■ **本文抜粋**
————
日本の運送事業者によって構成される公益社団法人全日本トラック協会(全ト協)でも、このところトラックドライバーの労働環境の改善を強く打ち出し、問題ある荷主には強い態度で臨むことを明言しています。
年が明けていよいよ目前に迫ったドライバーの働き方という課題に、運送業界はどう対処するのか? 全ト協の坂本克己会長の年頭所感にその答えがありそうです。ちょっと異例ですが、以下、要約してお伝えします。
中小企業が99%の運送業界で深刻化する若年ドライバー不足
トラック輸送事業は、全国各地域で地域の経済と人々の暮らしを支えており、エッセンシャル事業として公共交通機関の重責を担うとともに、地方創生の旗頭として、高い評価を得ているところであります。
いっぽうで、中小企業が99%を占めるトラック運送業界では、少子高齢化などによる若年ドライバー不足が深刻化し、大きな問題となっております。
さらに、今年4月からは中小企業において、月60時間超の時間外労働割増賃金率が引き上げられるほか、来年4月には自動車運転業務の時間外労働に年960時間の上限規制が適用されるなど、新型コロナウイルス感染症の拡大に伴う輸送量の減少や一昨年から続いている燃料価格高騰の影響によって苦しめられてきた中小トラック運送事業者にとっては、経営環境が一層厳しさを増す危機的な状況にもなりかねません。
このような状況を打破するため、トラック運送事業における「生産性の向上」、「働き方改革」の推進など、官民挙げて課題解決に向けた様々な取り組みが進められています。平成30年12月には改正貨物自動車運送事業法が成立し、令和2年4月には法改正の柱でもある「標準的な運賃」が告示されています。
「標準的な運賃」「荷主対策の深度化」が徐々に浸透
都道府県トラック協会のご尽力により、(全ト協の)会員事業者ベースの「標準的な運賃」届出率は7割を超え、徐々に浸透しつつあり、また、「荷主対策の深度化」の方策についても、徐々にその実効が図られてきているところです。
しかしながら、「標準的な運賃」や「荷主対策の深度化」については来年3月までの時限措置とされていることから、現場で働いておられるドライバーの労働条件改善を実現していくため、時限措置延長・恒久化への対応が強く求められてきます。
悪貨が良貨を駆逐することのないよう公平公正な競争の基盤を確立するとともに、問題のある荷主に対しては、改正貨物自動車運送事業法や独占禁止法等の諸々の法律により、適切な指導を行なっていただき、真面目な事業者がより効率的に事業運営を行なえる社会にしていかねばなりません。
————
■ **データ項目**
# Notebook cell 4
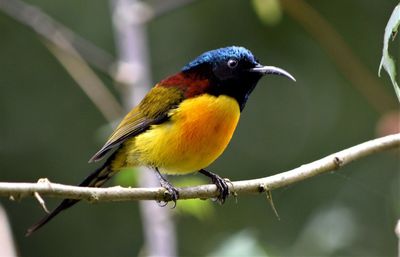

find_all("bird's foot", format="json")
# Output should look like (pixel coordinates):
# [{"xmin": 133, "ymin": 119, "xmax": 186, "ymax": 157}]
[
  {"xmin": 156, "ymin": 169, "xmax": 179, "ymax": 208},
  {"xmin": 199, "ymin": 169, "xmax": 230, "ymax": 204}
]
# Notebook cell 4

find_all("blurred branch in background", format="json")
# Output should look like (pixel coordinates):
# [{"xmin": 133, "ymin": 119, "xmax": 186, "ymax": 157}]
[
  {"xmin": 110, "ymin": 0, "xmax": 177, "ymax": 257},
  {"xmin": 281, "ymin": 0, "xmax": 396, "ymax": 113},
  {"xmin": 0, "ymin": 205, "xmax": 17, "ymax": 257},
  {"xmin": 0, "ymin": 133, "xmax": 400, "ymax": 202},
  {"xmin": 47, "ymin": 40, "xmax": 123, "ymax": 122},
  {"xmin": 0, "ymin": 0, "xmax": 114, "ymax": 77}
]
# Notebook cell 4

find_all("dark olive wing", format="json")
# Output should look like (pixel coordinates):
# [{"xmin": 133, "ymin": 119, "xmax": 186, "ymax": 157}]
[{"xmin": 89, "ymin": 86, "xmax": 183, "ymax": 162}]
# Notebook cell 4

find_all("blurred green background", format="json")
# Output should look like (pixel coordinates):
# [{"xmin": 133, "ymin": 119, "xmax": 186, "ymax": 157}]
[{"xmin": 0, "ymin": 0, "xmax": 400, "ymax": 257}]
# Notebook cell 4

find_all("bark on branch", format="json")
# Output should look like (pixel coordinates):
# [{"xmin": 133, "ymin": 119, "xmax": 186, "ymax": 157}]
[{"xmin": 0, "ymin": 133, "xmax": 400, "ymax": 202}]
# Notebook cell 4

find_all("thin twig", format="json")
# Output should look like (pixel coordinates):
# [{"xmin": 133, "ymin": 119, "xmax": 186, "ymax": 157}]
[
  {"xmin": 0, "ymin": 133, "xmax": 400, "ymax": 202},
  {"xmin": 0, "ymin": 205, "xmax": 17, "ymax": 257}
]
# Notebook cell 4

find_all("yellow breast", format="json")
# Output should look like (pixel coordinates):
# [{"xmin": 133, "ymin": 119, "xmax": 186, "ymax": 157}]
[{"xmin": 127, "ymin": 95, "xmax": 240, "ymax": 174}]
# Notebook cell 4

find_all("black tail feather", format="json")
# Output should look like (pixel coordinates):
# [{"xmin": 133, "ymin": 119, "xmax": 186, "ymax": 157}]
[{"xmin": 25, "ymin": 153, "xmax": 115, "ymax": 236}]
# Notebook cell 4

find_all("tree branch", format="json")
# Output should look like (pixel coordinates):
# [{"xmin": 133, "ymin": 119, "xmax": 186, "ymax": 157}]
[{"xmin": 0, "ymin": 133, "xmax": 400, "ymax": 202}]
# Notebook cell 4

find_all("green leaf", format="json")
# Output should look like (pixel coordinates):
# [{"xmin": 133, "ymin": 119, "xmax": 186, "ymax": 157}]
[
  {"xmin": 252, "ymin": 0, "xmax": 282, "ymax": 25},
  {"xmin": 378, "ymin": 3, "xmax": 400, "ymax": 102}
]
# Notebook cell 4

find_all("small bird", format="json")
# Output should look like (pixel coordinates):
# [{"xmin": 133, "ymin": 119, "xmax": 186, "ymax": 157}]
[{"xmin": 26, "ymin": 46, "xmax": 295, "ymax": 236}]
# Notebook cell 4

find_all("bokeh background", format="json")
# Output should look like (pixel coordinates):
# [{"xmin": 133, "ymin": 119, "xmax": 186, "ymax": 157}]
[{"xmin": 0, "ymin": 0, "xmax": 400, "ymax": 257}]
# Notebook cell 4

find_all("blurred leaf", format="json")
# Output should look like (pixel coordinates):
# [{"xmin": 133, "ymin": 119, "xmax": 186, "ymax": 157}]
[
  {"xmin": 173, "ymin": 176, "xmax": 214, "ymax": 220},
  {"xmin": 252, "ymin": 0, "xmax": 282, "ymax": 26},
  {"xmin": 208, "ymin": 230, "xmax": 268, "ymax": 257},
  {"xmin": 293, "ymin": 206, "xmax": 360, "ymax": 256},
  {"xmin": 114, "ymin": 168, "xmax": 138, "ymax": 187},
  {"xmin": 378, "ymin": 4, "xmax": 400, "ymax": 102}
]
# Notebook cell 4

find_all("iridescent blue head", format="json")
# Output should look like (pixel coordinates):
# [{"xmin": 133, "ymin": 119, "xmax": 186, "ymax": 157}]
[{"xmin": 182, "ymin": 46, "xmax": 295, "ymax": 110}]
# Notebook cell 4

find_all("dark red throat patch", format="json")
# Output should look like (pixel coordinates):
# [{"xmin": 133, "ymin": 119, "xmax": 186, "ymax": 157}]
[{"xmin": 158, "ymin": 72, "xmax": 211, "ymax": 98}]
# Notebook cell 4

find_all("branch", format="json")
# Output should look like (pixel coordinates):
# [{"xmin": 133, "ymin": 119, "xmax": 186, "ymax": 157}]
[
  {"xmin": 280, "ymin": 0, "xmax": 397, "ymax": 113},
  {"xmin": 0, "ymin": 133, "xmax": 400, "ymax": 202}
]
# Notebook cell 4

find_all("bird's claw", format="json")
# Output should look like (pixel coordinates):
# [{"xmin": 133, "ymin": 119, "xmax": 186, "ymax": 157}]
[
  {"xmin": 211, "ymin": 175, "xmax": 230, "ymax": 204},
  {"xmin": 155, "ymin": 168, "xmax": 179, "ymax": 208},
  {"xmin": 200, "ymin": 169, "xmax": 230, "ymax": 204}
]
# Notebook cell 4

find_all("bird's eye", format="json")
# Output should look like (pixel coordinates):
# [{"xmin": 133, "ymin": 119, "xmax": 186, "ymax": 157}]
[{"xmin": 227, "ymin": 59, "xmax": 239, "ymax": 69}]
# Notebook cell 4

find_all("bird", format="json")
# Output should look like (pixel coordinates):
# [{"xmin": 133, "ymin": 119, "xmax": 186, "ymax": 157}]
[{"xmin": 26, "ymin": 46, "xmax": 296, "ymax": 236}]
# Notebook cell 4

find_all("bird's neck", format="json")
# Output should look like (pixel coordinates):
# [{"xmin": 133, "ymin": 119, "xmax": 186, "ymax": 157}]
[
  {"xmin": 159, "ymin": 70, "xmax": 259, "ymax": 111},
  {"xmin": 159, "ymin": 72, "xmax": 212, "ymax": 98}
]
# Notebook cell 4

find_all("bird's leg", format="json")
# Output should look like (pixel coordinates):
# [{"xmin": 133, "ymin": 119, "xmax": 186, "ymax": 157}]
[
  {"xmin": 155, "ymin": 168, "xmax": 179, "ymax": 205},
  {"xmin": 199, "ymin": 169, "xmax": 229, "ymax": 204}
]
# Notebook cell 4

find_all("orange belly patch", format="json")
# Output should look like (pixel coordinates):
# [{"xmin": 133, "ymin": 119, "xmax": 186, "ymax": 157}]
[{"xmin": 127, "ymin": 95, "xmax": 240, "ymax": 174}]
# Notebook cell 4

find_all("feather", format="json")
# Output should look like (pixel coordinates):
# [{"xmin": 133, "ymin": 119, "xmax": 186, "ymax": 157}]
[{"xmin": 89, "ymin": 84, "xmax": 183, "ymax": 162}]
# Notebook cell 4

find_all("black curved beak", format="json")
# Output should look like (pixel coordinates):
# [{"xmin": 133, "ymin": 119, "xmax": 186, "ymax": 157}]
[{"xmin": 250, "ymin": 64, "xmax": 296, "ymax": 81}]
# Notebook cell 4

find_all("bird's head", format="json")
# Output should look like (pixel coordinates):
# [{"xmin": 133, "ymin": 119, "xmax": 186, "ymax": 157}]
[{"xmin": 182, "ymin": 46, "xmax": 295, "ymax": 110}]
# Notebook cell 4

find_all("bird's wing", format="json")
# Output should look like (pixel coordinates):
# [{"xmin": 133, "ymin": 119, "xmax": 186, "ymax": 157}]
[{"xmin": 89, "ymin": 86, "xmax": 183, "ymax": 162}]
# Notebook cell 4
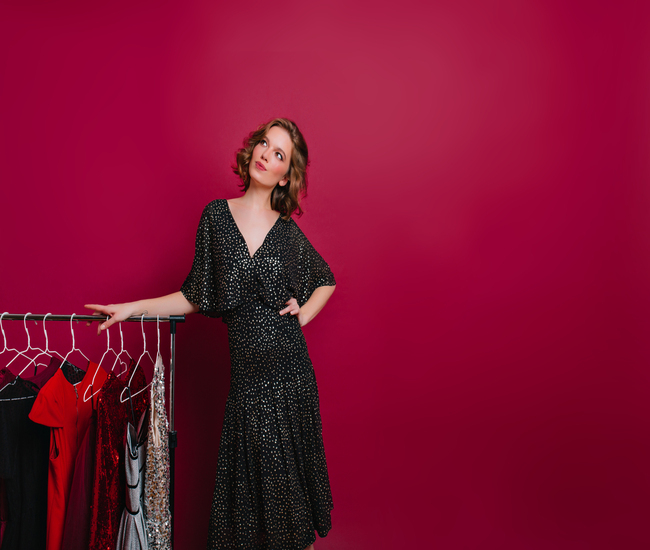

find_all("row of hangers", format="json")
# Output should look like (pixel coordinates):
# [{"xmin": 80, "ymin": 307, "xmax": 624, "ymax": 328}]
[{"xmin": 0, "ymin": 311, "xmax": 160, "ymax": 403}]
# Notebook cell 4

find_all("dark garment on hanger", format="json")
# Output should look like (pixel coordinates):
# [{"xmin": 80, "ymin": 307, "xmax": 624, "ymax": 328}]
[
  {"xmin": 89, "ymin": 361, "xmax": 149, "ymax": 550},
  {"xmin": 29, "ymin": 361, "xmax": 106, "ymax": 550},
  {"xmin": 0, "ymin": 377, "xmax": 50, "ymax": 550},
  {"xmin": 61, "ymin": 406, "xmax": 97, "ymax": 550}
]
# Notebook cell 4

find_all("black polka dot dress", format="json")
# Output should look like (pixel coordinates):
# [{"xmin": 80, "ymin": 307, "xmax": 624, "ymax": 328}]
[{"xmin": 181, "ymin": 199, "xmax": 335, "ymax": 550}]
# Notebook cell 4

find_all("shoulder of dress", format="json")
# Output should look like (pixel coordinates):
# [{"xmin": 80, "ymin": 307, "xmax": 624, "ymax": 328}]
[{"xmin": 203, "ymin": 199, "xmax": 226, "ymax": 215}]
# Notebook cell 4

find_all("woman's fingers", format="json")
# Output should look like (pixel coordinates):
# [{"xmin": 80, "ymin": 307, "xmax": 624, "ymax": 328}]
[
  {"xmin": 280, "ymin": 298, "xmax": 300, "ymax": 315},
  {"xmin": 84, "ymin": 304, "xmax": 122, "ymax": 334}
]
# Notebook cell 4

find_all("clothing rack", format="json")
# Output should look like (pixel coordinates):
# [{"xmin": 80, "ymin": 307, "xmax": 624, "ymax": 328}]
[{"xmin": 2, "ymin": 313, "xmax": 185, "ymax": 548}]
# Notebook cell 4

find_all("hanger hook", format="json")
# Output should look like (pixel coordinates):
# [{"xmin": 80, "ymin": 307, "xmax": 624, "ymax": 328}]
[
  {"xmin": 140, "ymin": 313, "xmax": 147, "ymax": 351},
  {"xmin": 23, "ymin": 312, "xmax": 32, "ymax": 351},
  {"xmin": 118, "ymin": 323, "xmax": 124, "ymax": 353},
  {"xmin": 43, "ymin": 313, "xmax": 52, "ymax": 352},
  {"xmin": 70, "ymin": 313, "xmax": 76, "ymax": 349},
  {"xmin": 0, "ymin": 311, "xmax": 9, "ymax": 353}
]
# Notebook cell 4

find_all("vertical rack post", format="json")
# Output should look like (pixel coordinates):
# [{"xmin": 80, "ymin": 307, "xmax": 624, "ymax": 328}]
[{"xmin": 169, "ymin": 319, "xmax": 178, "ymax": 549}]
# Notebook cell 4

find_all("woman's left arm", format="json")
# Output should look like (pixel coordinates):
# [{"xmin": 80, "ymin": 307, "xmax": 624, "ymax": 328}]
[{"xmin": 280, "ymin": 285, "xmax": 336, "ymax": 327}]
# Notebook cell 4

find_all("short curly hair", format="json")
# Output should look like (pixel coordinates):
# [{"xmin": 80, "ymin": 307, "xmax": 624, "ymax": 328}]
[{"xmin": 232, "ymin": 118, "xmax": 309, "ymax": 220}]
————
本文のうち、「さらに、今年4月からは中小企」から「会にしていかねばなりません。」に至るまでの全部を、手を加えずに書き写してもらえますか? これらの項目は、本文とは別の出典から取られたものです。

■ **この課題の解答**
さらに、今年4月からは中小企業において、月60時間超の時間外労働割増賃金率が引き上げられるほか、来年4月には自動車運転業務の時間外労働に年960時間の上限規制が適用されるなど、新型コロナウイルス感染症の拡大に伴う輸送量の減少や一昨年から続いている燃料価格高騰の影響によって苦しめられてきた中小トラック運送事業者にとっては、経営環境が一層厳しさを増す危機的な状況にもなりかねません。
このような状況を打破するため、トラック運送事業における「生産性の向上」、「働き方改革」の推進など、官民挙げて課題解決に向けた様々な取り組みが進められています。平成30年12月には改正貨物自動車運送事業法が成立し、令和2年4月には法改正の柱でもある「標準的な運賃」が告示されています。
「標準的な運賃」「荷主対策の深度化」が徐々に浸透
都道府県トラック協会のご尽力により、(全ト協の)会員事業者ベースの「標準的な運賃」届出率は7割を超え、徐々に浸透しつつあり、また、「荷主対策の深度化」の方策についても、徐々にその実効が図られてきているところです。
しかしながら、「標準的な運賃」や「荷主対策の深度化」については来年3月までの時限措置とされていることから、現場で働いておられるドライバーの労働条件改善を実現していくため、時限措置延長・恒久化への対応が強く求められてきます。
悪貨が良貨を駆逐することのないよう公平公正な競争の基盤を確立するとともに、問題のある荷主に対しては、改正貨物自動車運送事業法や独占禁止法等の諸々の法律により、適切な指導を行なっていただき、真面目な事業者がより効率的に事業運営を行なえる社会にしていかねばなりません。